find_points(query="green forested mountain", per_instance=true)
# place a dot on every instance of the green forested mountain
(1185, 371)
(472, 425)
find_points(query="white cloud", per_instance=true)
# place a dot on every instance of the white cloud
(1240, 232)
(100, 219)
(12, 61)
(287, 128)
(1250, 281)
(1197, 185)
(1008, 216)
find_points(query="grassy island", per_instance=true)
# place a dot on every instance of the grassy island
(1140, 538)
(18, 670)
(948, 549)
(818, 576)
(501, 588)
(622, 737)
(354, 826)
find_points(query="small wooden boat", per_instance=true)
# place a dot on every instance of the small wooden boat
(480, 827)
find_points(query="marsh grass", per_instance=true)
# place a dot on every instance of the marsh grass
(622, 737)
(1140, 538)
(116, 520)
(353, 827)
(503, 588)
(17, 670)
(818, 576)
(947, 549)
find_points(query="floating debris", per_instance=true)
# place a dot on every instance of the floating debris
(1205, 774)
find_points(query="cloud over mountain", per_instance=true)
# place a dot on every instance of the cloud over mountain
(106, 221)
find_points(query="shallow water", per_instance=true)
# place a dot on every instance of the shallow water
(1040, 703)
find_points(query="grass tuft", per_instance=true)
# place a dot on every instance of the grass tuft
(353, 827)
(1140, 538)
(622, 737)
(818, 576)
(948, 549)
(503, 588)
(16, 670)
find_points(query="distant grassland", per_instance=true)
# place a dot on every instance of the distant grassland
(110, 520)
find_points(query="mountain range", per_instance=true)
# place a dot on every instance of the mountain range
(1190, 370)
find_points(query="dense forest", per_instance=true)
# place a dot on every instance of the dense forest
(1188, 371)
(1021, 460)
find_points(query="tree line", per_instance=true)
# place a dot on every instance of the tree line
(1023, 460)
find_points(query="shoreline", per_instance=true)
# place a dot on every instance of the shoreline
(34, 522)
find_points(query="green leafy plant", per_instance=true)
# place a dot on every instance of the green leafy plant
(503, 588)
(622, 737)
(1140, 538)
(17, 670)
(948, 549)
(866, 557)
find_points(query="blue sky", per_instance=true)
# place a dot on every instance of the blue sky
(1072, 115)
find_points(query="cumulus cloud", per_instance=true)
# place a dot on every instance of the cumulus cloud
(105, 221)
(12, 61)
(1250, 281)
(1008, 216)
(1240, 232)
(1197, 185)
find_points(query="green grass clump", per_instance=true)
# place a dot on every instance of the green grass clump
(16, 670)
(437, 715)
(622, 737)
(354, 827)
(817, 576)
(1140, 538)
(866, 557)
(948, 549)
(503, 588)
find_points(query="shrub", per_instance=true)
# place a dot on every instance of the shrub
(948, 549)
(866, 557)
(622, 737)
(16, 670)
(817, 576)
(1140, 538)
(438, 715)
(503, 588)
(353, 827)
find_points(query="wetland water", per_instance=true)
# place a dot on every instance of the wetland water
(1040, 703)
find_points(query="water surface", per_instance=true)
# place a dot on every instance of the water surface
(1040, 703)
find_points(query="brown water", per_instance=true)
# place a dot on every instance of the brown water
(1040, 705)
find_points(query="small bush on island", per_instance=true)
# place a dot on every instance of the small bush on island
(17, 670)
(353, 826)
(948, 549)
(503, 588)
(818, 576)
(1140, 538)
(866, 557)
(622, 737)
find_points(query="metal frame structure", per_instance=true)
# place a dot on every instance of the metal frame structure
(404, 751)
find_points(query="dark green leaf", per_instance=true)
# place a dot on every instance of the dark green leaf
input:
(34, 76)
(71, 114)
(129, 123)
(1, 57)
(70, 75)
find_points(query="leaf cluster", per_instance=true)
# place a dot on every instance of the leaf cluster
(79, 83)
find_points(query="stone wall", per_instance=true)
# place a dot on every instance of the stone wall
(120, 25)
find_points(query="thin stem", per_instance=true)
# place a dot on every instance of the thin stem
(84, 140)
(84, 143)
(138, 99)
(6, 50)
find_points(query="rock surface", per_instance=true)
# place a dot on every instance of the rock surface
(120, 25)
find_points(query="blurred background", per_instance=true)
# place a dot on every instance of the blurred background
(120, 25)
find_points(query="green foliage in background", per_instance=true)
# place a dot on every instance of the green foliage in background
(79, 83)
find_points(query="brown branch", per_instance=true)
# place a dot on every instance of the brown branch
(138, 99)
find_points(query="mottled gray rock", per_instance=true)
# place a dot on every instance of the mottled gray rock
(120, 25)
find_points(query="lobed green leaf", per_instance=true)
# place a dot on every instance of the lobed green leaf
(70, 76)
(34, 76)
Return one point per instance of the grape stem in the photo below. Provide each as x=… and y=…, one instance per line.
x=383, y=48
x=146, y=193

==

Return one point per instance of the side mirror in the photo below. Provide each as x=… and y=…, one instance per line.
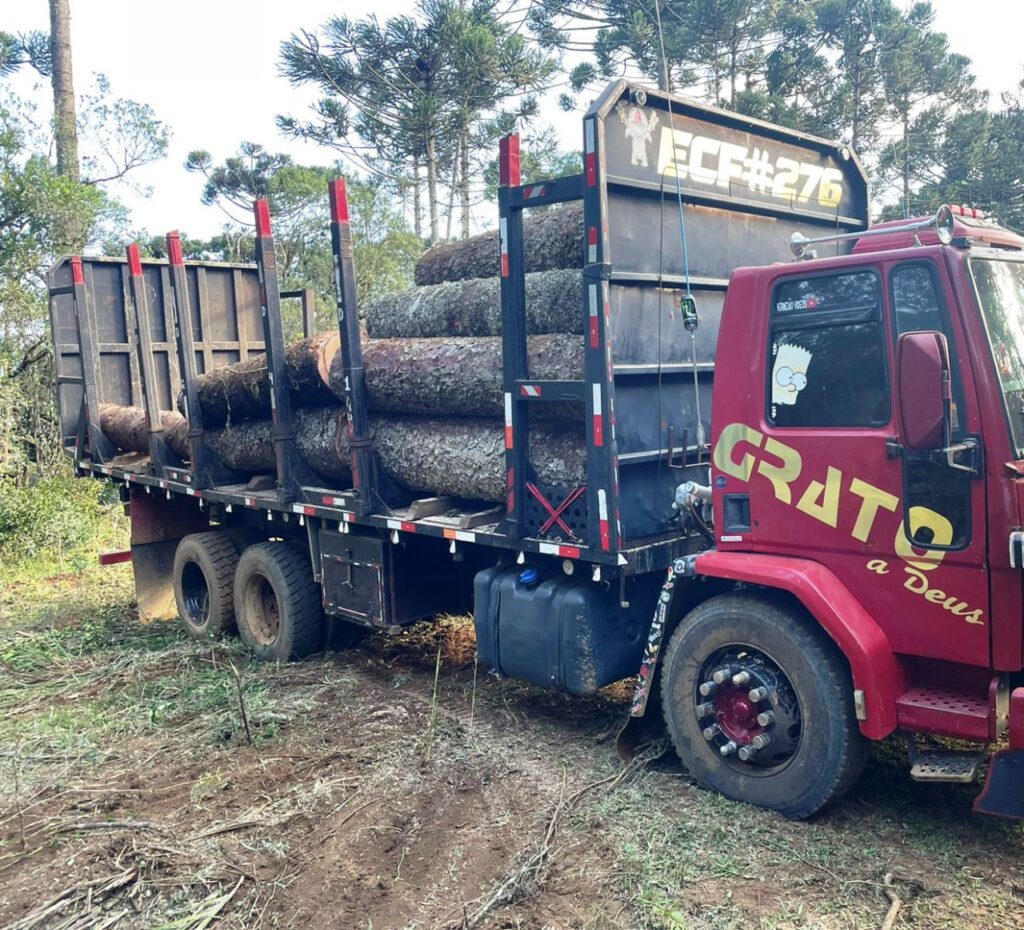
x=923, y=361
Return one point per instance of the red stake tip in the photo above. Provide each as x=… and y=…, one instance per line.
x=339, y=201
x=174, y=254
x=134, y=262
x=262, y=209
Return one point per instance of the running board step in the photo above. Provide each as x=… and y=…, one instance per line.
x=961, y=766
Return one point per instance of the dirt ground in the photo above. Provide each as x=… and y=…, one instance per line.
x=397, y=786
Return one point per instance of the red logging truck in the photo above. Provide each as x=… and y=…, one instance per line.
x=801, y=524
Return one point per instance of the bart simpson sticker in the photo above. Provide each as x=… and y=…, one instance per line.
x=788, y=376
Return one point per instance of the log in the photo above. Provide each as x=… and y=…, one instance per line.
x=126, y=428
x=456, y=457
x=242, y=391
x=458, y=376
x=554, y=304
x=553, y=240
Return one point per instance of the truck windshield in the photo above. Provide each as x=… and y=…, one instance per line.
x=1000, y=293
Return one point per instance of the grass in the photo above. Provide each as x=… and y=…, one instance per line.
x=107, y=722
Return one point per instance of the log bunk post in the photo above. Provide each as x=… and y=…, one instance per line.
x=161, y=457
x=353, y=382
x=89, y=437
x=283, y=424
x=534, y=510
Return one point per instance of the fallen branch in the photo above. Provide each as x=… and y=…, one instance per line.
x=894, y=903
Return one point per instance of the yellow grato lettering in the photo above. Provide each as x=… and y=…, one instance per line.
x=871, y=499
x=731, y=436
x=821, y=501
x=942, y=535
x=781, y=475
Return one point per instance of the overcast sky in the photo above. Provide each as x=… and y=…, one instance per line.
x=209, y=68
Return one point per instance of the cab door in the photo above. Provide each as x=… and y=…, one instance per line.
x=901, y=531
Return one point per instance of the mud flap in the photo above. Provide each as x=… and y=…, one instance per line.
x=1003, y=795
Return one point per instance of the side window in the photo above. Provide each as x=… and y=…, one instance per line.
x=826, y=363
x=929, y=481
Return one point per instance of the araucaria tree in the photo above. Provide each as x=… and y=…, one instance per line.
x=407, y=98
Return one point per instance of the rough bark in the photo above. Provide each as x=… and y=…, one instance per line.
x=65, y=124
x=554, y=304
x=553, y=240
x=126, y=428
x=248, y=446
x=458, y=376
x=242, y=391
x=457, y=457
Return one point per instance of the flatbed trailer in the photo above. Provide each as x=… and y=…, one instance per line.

**What to work on**. Present the records as a Markdown table with the columns Row and Line, starting at the line that contains "Return one point per instance of the cab" and ending at the line that contains "Return one point per instance of the flatbed". Give each line its own numbered row, and skip any blank lines.

**Solution to the exercise**.
| Row | Line |
|---|---|
| 1 | Return one point per instance of the cab door in the photo above. Provide each as x=… and y=…, one instance per line. |
| 2 | x=901, y=531 |
| 3 | Return one point per instance of the mud flap in the photo above. Provide each as x=… and y=…, one instance per line. |
| 4 | x=1003, y=795 |
| 5 | Return one point per instance of the side window in the photo above. Provide each as x=… and y=…, one instance per line. |
| 6 | x=826, y=363 |
| 7 | x=929, y=481 |
| 8 | Return one point per instance of the araucaria tree in the photo above. Provide each as x=… and y=…, one instance per line. |
| 9 | x=407, y=98 |
| 10 | Return one point per instance of the rough bark in the photo above. Provide each as x=… and y=…, one instance per line. |
| 11 | x=65, y=124 |
| 12 | x=554, y=304 |
| 13 | x=553, y=240 |
| 14 | x=126, y=428 |
| 15 | x=248, y=446 |
| 16 | x=458, y=376 |
| 17 | x=242, y=391 |
| 18 | x=457, y=457 |
| 19 | Return one point per instance of the flatbed trailer in the photo above. Provide each as x=… and y=…, one instance per line. |